[Labeled-object pointing entries]
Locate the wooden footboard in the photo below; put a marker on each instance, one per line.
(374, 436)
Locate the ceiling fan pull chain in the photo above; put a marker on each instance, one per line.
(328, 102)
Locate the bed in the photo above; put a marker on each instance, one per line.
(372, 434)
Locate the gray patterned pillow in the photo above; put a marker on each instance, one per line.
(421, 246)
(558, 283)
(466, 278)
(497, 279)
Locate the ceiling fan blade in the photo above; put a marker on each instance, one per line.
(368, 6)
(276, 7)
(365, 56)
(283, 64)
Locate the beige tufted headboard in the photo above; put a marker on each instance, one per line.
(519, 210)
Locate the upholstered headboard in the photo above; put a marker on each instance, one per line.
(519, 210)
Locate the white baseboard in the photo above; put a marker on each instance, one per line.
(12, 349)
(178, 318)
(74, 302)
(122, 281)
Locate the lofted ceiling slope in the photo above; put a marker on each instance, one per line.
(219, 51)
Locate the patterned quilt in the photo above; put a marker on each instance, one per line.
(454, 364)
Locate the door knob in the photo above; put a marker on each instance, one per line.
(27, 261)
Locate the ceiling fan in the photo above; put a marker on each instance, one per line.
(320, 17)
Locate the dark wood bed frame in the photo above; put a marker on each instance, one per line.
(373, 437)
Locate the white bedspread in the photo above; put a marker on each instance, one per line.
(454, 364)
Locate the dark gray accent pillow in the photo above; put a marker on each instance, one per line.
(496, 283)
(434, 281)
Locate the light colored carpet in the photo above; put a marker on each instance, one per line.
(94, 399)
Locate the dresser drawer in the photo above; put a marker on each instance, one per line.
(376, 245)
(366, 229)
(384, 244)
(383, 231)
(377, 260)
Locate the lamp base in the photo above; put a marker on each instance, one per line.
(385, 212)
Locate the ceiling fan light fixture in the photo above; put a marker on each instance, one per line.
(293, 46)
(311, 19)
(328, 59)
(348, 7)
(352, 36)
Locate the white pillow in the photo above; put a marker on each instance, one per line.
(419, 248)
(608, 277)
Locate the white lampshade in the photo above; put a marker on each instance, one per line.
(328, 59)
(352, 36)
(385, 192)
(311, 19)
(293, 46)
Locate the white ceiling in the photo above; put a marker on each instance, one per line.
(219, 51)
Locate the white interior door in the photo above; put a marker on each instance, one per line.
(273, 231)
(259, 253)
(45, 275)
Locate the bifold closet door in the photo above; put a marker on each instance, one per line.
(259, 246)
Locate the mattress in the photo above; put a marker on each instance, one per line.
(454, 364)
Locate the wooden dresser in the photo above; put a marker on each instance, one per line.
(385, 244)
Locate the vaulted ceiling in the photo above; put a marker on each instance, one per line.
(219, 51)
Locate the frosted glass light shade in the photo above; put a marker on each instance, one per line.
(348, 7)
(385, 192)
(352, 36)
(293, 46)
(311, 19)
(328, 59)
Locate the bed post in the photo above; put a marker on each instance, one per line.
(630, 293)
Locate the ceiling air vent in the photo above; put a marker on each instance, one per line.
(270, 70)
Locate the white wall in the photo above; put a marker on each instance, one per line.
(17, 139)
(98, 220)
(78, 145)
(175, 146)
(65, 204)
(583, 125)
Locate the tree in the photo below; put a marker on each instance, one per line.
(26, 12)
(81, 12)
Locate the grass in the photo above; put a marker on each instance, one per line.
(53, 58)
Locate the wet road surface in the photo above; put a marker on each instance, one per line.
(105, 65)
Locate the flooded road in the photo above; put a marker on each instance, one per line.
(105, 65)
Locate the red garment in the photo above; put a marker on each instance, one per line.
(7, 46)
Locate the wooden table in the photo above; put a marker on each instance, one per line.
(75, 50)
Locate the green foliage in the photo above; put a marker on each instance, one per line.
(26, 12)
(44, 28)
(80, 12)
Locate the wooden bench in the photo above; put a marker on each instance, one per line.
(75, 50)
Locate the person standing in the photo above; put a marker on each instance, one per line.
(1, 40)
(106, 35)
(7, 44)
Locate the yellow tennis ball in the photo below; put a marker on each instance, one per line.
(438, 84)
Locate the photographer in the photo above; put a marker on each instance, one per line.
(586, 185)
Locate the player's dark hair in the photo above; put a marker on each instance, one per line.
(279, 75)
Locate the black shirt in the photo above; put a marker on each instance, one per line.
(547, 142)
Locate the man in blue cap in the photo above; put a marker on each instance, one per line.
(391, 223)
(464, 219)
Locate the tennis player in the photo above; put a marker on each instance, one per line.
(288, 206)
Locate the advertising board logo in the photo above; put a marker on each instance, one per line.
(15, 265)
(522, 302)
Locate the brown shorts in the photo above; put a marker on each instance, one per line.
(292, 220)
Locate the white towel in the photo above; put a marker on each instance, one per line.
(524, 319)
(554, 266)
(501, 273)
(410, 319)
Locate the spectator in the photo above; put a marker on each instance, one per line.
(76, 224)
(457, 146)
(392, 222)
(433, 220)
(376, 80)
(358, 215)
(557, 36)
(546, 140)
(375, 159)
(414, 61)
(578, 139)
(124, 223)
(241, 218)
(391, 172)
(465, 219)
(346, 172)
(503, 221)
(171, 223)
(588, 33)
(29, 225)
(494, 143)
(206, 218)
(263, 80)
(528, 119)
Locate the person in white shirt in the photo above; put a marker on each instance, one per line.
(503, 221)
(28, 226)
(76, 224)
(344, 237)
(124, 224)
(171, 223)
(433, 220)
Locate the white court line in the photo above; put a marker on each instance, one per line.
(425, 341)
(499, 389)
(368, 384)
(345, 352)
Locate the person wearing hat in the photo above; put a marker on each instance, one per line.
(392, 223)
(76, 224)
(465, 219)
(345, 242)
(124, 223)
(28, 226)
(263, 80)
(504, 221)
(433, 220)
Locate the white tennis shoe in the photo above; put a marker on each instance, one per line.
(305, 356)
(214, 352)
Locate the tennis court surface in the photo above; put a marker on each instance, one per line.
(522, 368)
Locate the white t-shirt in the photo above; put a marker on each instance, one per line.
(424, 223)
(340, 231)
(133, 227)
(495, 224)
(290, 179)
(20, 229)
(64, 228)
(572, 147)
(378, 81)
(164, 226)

> What is asked
Please quote the data above in full, with no line missing.

> Worked answer
Locate the wooden footboard in the photo below; put a marker on each instance, one per line.
(374, 436)
Locate the ceiling fan pull chain in the photo above; put a marker on each instance, one per line.
(328, 102)
Locate the bed in the photo above; put a marker on each instance, one per line.
(372, 434)
Locate the gray patterned pillow in the photo above; put a marker on each instance, one per line.
(421, 246)
(558, 283)
(466, 278)
(497, 279)
Locate the ceiling fan blade in the photo above; put a marker on each instance, one per line.
(368, 6)
(276, 7)
(365, 56)
(283, 64)
Locate the beige tufted headboard in the photo above; put a marker on each instance, one per line.
(519, 210)
Locate the upholstered headboard in the photo above; put a marker on each instance, one per line.
(519, 210)
Locate the white baseboard in the photo above; put a marker on each instance, one per line.
(12, 349)
(178, 318)
(74, 302)
(122, 281)
Locate the lofted ceiling slope in the photo above; put a marker on each instance, one per line.
(219, 51)
Locate the patterned quilt in the photo above; put a marker on each instance, one per line.
(454, 364)
Locate the door knob in the photo above; put a marker on each instance, one per line.
(27, 261)
Locate the ceiling fan in the photo above; put a marker on each instance, one per line.
(320, 17)
Locate the dark wood bed frame in the photo above; put a marker on each instance, one per line.
(373, 437)
Locate the white bedspread in the photo above; put a marker on each instance, one per line.
(454, 364)
Locate the dark gray accent pillow in the photo above; put a marker on each instance, one per line.
(496, 283)
(434, 281)
Locate the light colored carpet in the photo above; put a marker on each instance, one per line.
(94, 399)
Locate the dresser drawer in the photo above; put a marker on each instance, one per line.
(376, 245)
(366, 229)
(384, 244)
(383, 231)
(377, 260)
Locate the lamp base in the photo above; put a marker on each instance, one per line.
(385, 212)
Locate the ceiling fan light fixture in the photo above; put a marker on each instance, one per line.
(293, 46)
(311, 19)
(328, 59)
(348, 7)
(352, 36)
Locate the white pillow in the photo above; put a marker on each instance, one per line.
(419, 248)
(608, 277)
Locate the white lampshade in the photo above; put a marker on each instance, one per line.
(328, 59)
(352, 36)
(385, 192)
(311, 19)
(293, 46)
Locate the white ceiling in the photo above; put a marker on each instance, one per line.
(219, 51)
Locate the white interior door in the photo above; put a marker on each instance, one per line.
(273, 231)
(259, 253)
(45, 275)
Locate the bifold closet door in the photo above; put a marker on each instance, one per line.
(259, 246)
Locate the mattress in the photo above; put a marker on each instance, one per line.
(454, 364)
Locate the wooden dresser in the photo above; put a marker on each instance, one per line.
(385, 244)
Locate the vaulted ceiling in the photo above; put a marker on each instance, one per line.
(219, 51)
Locate the frosted glass light shade in the photo above; put a marker on each instance, one per line.
(348, 7)
(385, 192)
(352, 36)
(293, 46)
(311, 19)
(328, 59)
Locate the bed post in the photo above; put a marker on each instance, one per line.
(630, 293)
Locate the ceiling air vent in the photo above; put a marker on each instance, one per line.
(270, 70)
Locate the white wall in the photo above; put a marker on each instance, one per line.
(17, 139)
(98, 220)
(78, 145)
(175, 146)
(65, 204)
(583, 125)
Locate the tree in the photo below; put a marker on each instance, one per line.
(26, 12)
(81, 12)
Locate the grass in the photo above; put a marker on each instance, one per line.
(53, 58)
Locate the wet road surface in the photo above; put a marker on each instance, one per line.
(105, 65)
Locate the flooded road in the photo above; put a marker on each instance, one per line.
(105, 65)
Locate the red garment in the photo above; put a marker on each instance, one per line.
(7, 46)
Locate the wooden table in the photo above; put a marker on each instance, one per line.
(75, 50)
Locate the green foliage in the photo above; put a marker on each instance, one per line.
(26, 12)
(44, 28)
(80, 12)
Locate the wooden bench in the photo above; put a marker on each instance, one per line.
(75, 50)
Locate the person standing in the photo above; put a marker on each instance, one per line.
(1, 40)
(106, 35)
(7, 44)
Locate the yellow tennis ball in the photo below; put a marker on each instance, one per line.
(438, 84)
Locate the photographer in the photo above; put a marker on each instance, one per line.
(586, 185)
Locate the player's dark hair in the photo above; put a marker on each instance, one per line.
(279, 75)
Locate the black shirt in the photo above; put a marker on each instance, one per line.
(547, 142)
Locate the man in blue cap in the photo above; put a marker on each instance, one per line.
(391, 223)
(464, 219)
Locate the tennis player in the photo above; put a marker on each instance, one per line.
(288, 206)
Locate the advertising board logo in the photo above; put a marker on each instance, one per line.
(15, 265)
(522, 302)
Locate the brown shorts in the photo above; put a marker on each instance, one per line.
(292, 220)
Locate the white towel in the photo above; put a marker on each instance, one per line.
(524, 319)
(554, 266)
(501, 273)
(410, 319)
Locate the spectator in the photo above; put a marker on each instance, one per line.
(76, 224)
(457, 146)
(392, 222)
(433, 220)
(376, 80)
(358, 215)
(557, 36)
(546, 140)
(375, 159)
(414, 61)
(578, 139)
(124, 223)
(241, 218)
(391, 172)
(465, 219)
(346, 172)
(503, 221)
(171, 223)
(588, 33)
(29, 225)
(494, 143)
(206, 218)
(263, 80)
(528, 119)
Locate the person in white shirt in the photo above; put a marker on each instance, one per line.
(503, 221)
(28, 226)
(76, 224)
(344, 237)
(124, 224)
(171, 223)
(433, 220)
Locate the white court line in the photo above; put a marker on each instance, one per line.
(425, 341)
(499, 389)
(368, 384)
(345, 352)
Locate the person wearing hat in the photo above; put a marker on each instance, one per line.
(392, 223)
(76, 224)
(465, 219)
(345, 242)
(124, 223)
(28, 226)
(263, 80)
(504, 221)
(433, 220)
Locate the white tennis shoe in the photo above; put a marker on each instance, one per line.
(305, 356)
(214, 352)
Locate the tennis court surface in the photo above; put a marker on each instance, one per line.
(522, 368)
Locate the white t-shirt in the photo above; put a marker on each instance, one per line.
(424, 223)
(340, 231)
(133, 227)
(495, 224)
(290, 179)
(20, 229)
(64, 228)
(572, 147)
(378, 81)
(164, 226)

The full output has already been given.